All records below are to be repeated precisely, with nothing added.
——
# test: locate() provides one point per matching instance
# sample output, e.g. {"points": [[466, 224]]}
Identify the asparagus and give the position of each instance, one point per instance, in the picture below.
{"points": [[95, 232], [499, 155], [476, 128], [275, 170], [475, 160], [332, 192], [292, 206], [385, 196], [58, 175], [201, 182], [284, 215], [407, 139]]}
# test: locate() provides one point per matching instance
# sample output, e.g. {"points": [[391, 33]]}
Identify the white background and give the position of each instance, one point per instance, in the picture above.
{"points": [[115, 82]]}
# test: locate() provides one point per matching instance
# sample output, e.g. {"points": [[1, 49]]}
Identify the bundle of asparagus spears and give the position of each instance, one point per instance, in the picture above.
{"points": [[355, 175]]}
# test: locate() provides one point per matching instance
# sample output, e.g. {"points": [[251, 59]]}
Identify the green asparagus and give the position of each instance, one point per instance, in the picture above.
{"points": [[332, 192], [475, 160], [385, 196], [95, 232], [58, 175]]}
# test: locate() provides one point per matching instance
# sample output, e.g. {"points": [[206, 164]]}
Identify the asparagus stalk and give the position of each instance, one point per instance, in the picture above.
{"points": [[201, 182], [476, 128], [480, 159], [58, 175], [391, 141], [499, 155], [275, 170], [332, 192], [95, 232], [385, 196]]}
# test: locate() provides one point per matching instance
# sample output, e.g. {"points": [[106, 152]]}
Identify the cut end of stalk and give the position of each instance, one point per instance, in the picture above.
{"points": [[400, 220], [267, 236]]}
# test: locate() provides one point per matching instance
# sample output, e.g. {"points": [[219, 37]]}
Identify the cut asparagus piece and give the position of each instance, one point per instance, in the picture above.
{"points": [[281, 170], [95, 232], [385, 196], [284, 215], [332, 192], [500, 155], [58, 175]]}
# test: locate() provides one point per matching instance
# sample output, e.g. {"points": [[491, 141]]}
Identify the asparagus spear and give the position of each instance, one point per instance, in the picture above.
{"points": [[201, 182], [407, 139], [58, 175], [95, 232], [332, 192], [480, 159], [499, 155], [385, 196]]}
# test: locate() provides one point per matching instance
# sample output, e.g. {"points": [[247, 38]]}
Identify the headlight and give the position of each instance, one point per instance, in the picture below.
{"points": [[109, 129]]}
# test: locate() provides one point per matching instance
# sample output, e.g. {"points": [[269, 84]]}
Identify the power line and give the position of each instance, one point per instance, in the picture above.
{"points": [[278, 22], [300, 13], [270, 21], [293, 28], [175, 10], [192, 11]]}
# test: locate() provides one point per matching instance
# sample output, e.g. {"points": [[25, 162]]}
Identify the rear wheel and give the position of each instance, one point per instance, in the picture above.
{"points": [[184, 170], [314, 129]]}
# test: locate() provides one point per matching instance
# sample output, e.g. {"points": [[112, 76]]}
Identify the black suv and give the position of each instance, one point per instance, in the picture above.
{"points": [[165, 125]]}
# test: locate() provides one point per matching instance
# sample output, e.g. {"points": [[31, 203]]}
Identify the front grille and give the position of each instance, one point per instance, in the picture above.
——
Task output:
# test: locate() provides one point per matching instance
# sample output, e.g. {"points": [[466, 224]]}
Identify the asparagus and give the position of each instance, one point per instance, in the picture below.
{"points": [[95, 232], [499, 155], [476, 128], [275, 170], [475, 160], [332, 192], [292, 206], [385, 196], [58, 175], [201, 182], [284, 215], [407, 139]]}
# test: locate() provides one point per matching instance
# sample output, e.g. {"points": [[391, 33]]}
Identify the white background and give the position of each instance, one point per instance, in the picture above.
{"points": [[115, 82]]}
# test: locate() provides one point per matching instance
# sample output, e.g. {"points": [[1, 49]]}
Identify the bundle of asparagus spears and give the position of each instance, one point per instance, in the picture above.
{"points": [[355, 175]]}
# test: locate() provides one point per matching instance
# sample output, e.g. {"points": [[251, 59]]}
Identify the green asparagus and give the position of each instance, one point per instance, in the picture above.
{"points": [[332, 192], [475, 160], [385, 196], [95, 232], [58, 175]]}
# test: locate() provides one point per matching instance
# sample output, e.g. {"points": [[206, 164]]}
Identify the asparagus stalk and give the position of each instance, one point per instance, in the picture above.
{"points": [[201, 182], [476, 128], [480, 159], [58, 175], [391, 141], [499, 155], [275, 170], [332, 192], [95, 232], [385, 196]]}
# test: locate() provides one point per matching instance
# sample output, e.g. {"points": [[106, 152]]}
Identify the cut end of stalk and give the position of each instance, one point per instance, in the picture above.
{"points": [[400, 220], [267, 236]]}
# test: locate() provides one point per matching instance
# sample output, e.g. {"points": [[219, 37]]}
Identify the cut asparagus piece and give the position of each instance, one point per instance, in the picture above.
{"points": [[281, 170], [95, 232], [385, 196], [284, 215], [332, 192], [500, 155], [58, 175]]}
# test: locate() provides one point per matching instance
# sample output, e.g. {"points": [[491, 141]]}
Identify the asparagus spear and give the position of each instance, one point per instance, in the picture above.
{"points": [[201, 182], [407, 139], [58, 175], [95, 232], [332, 192], [480, 159], [499, 155], [385, 196]]}
# test: locate() provides one point per matching instance
# sample output, e.g. {"points": [[247, 38]]}
Identify the headlight and give the position of each instance, one point per instance, in the picture below.
{"points": [[109, 129]]}
# test: locate() provides one point per matching instance
# sample output, e.g. {"points": [[269, 84]]}
Identify the power line and give the position of each instance, one point per instance, in the picture above.
{"points": [[278, 22], [300, 13], [270, 21], [293, 28], [175, 10], [192, 11]]}
# test: locate() provides one point per matching instance
# sample output, e.g. {"points": [[25, 162]]}
Identify the rear wheel and give the position of each instance, one point per instance, in the picture above.
{"points": [[184, 170], [314, 129]]}
# test: locate() provides one point per matching instance
# sample output, e.g. {"points": [[112, 76]]}
Identify the black suv and give the position of each instance, one point per instance, in the picture above.
{"points": [[165, 125]]}
# test: locate() provides one point per matching instance
# sample output, e.g. {"points": [[31, 203]]}
Identify the front grille and give the position of each instance, one point per instance, in the picture above.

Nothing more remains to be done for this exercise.